[Saved data entries]

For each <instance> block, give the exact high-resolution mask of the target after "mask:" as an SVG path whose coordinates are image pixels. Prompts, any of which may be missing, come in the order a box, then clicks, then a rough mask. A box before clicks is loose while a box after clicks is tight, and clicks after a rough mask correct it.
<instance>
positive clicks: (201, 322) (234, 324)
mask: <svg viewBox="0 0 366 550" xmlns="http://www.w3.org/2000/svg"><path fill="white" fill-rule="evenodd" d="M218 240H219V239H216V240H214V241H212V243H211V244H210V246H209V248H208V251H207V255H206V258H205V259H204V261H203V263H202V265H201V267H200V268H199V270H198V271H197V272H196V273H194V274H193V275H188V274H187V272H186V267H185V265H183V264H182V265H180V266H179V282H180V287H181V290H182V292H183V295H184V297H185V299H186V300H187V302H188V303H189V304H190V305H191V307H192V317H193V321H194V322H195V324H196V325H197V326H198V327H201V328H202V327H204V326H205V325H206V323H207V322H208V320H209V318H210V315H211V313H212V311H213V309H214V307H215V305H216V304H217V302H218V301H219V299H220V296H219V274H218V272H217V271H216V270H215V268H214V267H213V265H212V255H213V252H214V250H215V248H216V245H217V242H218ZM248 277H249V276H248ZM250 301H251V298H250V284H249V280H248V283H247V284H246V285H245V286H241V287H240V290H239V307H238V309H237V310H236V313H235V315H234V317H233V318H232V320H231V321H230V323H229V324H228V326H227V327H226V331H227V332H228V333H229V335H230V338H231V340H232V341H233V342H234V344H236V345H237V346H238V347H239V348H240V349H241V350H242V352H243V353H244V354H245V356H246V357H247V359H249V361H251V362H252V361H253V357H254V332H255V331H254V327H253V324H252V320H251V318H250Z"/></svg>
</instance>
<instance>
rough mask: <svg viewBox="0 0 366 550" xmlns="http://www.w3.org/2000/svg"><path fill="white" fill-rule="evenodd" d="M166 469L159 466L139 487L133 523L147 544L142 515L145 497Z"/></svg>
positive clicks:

What you have to do:
How many lines in the rows above contain the string "instance"? Case counts; give only the number.

Solution for this task:
4